--- Source text ---
Creating an encryption strategy requires a collaborative effort. It is best to approach it as a major initiative that includes members of management, IT and operations. Start by bringing together key data stakeholders and work to identify the regulations, laws, guidelines and external influences that will factor into purchasing and implementation decisions. From there, you can move on to identifying high-risk areas, such as laptops, mobile devices, wireless networks and data backups.

2. Data classification

It is important to leverage encryption as part of your broader IT security efforts. Companies that don’t have an effective data classification and/or prioritization program in place tend to struggle with data encryption.

Separate valuable information that may be targeted from less valuable information by tracking data usage cycles and implementing appropriate encryption controls. Take into account:

  • Where this information is stored. Make sure you include all locations such as mobile devices, backup systems and cloud services.

  • Who has access to it; understand which employee roles and individuals must have access, as well as those that may have unwarranted access.

  • What your organization’s process is for provisioning and deprovisioning access.

  • Your partners’ valuable information and what your process is for evaluating your partners’ security.

  • The ultimate value to an attacker of combined information from your organization and that of a partner. For example, an insurer of critical infrastructure may provide valuable information to an attacker seeking to infiltrate the infrastructure that is being insured.

3. Key Management

Guard your keys. If keys and certificates are not properly secured the organization is open to attack, no matter what security controls are in place. Many organizations have tens of thousands of keys and certificates, with no clear understanding of their inventory. They do not know how keys and certificates are being used, what systems they provide access to, or who has control over them. It is imperative that organizations understand which keys and certificates are used in the network, who has access to them, and how and when they are being used. The first step in gathering this information is to gain a clear understanding of the organization’s inventory by centrally managing keys and certificates. This will enable you to detect anomalous behavior, such as rogue self-signed certificates. Critical aspects of key management include the following:

  • Encryption Key Lifecycle Management:

While encryption key lifecycle management can be overwhelming to organizations with a large number of keys, there is no way to validate the integrity of the keys and by extension, the integrity of the data itself, without it. Keys must be protected with a reliable key management solution from the moment they are created through their lifecycle of initiation, distribution, activation, deactivation and termination.

--- Written request A ---
Please answer these questions about the encryption strategy text, one per line:
(i) Which high-risk areas does it give as examples?
(ii) What does it call the first step in gathering information about keys and certificates?
(iii) What stages of a key's lifecycle does it name?
--- Written request B ---
Carry on the encryption strategy text from the point where it stops.
The listing that comes next has no role here.

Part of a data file

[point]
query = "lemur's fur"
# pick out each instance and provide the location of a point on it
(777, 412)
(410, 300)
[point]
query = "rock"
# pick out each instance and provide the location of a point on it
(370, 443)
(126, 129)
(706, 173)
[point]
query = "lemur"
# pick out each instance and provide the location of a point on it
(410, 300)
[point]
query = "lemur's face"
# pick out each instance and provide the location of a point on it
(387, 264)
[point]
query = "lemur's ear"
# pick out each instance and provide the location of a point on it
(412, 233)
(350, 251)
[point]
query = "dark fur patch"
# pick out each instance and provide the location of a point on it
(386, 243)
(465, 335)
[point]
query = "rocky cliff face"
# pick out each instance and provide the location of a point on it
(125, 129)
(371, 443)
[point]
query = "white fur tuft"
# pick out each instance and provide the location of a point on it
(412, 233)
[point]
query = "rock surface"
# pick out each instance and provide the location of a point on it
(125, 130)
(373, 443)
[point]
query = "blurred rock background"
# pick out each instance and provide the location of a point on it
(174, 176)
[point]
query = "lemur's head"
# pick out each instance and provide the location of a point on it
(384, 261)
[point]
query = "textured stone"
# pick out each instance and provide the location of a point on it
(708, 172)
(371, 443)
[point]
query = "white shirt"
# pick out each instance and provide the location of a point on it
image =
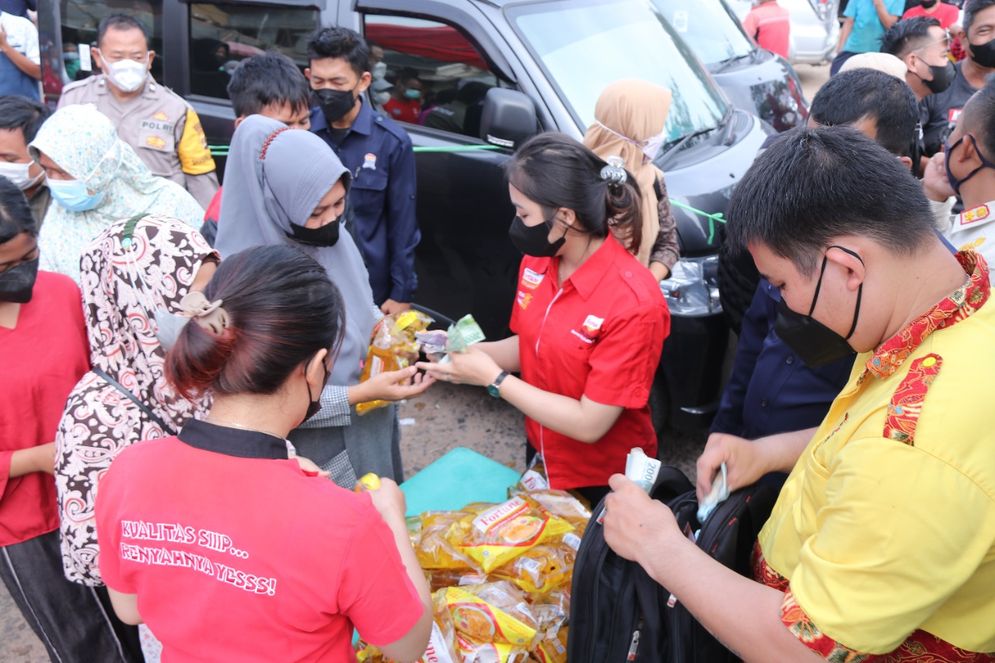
(22, 35)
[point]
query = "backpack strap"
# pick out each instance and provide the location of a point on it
(134, 399)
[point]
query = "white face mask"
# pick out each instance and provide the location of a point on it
(651, 147)
(127, 75)
(20, 174)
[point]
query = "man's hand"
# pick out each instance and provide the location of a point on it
(388, 500)
(474, 366)
(935, 183)
(744, 462)
(634, 523)
(390, 306)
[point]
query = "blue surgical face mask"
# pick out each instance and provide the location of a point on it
(73, 195)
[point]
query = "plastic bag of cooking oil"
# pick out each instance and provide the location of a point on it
(562, 505)
(436, 542)
(392, 348)
(541, 569)
(492, 613)
(505, 531)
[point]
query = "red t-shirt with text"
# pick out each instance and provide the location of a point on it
(248, 559)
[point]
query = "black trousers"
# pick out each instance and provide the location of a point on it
(74, 622)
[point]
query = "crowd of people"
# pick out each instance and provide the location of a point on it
(179, 439)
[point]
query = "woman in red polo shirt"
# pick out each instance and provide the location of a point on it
(589, 319)
(218, 541)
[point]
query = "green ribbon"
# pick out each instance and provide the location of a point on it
(222, 150)
(713, 217)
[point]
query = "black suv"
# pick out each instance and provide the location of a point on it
(755, 80)
(543, 64)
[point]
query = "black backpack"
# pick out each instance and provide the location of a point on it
(618, 613)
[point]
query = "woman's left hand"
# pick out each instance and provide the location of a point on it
(470, 367)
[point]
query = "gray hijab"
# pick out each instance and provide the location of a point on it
(275, 177)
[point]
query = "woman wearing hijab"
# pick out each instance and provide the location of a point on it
(95, 179)
(287, 187)
(131, 271)
(629, 122)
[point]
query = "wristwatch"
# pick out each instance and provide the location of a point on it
(494, 388)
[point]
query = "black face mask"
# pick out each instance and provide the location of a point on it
(313, 407)
(335, 104)
(533, 240)
(813, 342)
(17, 283)
(942, 77)
(984, 54)
(327, 235)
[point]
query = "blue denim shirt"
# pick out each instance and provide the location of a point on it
(771, 390)
(381, 205)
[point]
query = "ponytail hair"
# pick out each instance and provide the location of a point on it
(557, 171)
(280, 309)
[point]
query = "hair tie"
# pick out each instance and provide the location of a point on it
(614, 172)
(209, 315)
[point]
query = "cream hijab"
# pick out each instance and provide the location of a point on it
(627, 115)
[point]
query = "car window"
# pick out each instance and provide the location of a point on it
(586, 44)
(80, 20)
(707, 27)
(434, 75)
(222, 35)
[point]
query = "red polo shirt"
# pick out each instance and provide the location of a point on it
(236, 555)
(41, 359)
(599, 335)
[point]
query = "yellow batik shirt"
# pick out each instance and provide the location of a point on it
(885, 530)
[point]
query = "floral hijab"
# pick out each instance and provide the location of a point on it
(128, 272)
(84, 143)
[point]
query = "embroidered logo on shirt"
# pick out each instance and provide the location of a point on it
(592, 325)
(524, 299)
(974, 217)
(531, 278)
(973, 246)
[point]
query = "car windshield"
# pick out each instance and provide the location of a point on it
(707, 27)
(586, 44)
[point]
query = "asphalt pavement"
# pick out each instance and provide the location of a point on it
(447, 416)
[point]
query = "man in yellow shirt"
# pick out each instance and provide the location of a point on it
(882, 542)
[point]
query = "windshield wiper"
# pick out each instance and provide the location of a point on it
(679, 145)
(730, 61)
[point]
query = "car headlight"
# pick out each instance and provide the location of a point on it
(693, 287)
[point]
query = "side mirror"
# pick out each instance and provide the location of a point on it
(508, 118)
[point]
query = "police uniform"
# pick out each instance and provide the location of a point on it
(974, 230)
(381, 211)
(162, 128)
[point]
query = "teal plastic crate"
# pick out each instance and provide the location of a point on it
(460, 477)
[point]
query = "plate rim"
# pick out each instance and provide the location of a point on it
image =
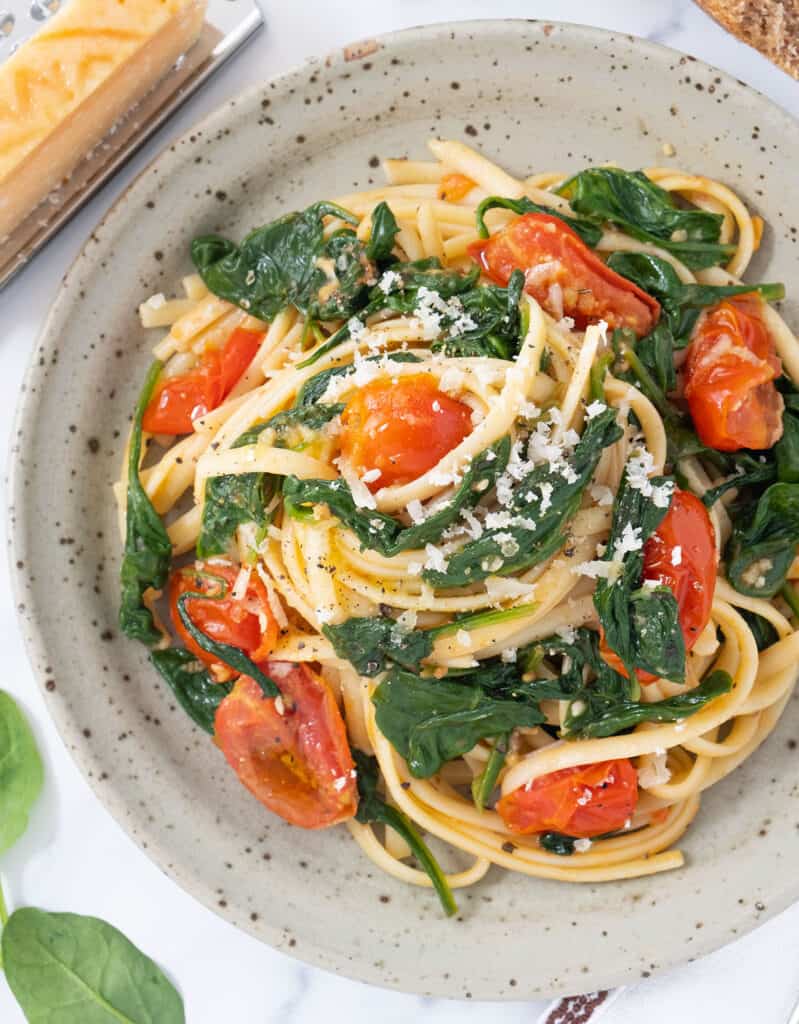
(306, 950)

--- Exercise response A ---
(i) Laptops, mobile devices, wireless networks and data backups.
(ii) Gaining a clear understanding of the organization's inventory by centrally managing keys and certificates.
(iii) Initiation, distribution, activation, deactivation and termination.

--- Exercise response B ---
  • Heterogeneous Key Management:

A centralized key management platform allows for unified access to all of the encryption keys and a 360-degree "single pane of glass" view into the overall strategy. Requiring all keys to be managed from the same place, in the same way, allows for a granular understanding of how the keys are being used and more importantly, whether they are being accessed incorrectly. Without an overarching heterogeneous key management solution, the organization will be continuously chasing after rogue keys and struggling to ensure encrypted data is valid and able to be decrypted when necessary.

The deployment of HSMs can help to protect the key management lifecycle in complex environments.

4.   Finding the Right Solution for Your Environment

Once you have established your key management needs it is time to evaluate and implement encryption solutions. There are many options and factors to consider. A “try-before-you-buy” approach is best because what works for one organization may not work for another. Companies should explore working with a vendor-independent partner who can help test potential solutions and find the best fit for their environment.

5. Access Control

Ensuring that only authorized users can access data is critical in the effort to prevent it from being tampered with by anyone inside or outside of the organization. A successful encryption strategy defines strong access-control techniques, using adequate combinations of file permissions, passwords, and two-factor authentication. Access controls must be audited on a regular basis to ensure their validity.

6. Consequences

Prior to deployment, a written policy should be developed, endorsed by management and communicated to end-users, including business partners and third parties (including any cloud providers) that handle sensitive data. If they cannot meet your company’s policies, they don’t get your data. Otherwise, you risk running into a compliance problem. Encryption responsibility should be fixed and carry consequences for noncompliance.

7. SSL Decryption

While encryption is a great way to protect data, it is also a great way to hide threats. Most network security controls cannot decrypt and inspect HTTPS (SSL) traffic. As more applications turn to SSL encryption to help keep users secure—Facebook, Twitter, YouTube, Google Search and DropBox to name a few—they are inadvertently hampering the ability of enterprises to ensure malicious code isn’t making its way into network traffic. Cyber attackers are exploiting this vulnerability, so when choosing the right encryption solutions for your organization, it is necessary to also consider SSL decryption technology to ensure visibility into important data at points of ingress and egress.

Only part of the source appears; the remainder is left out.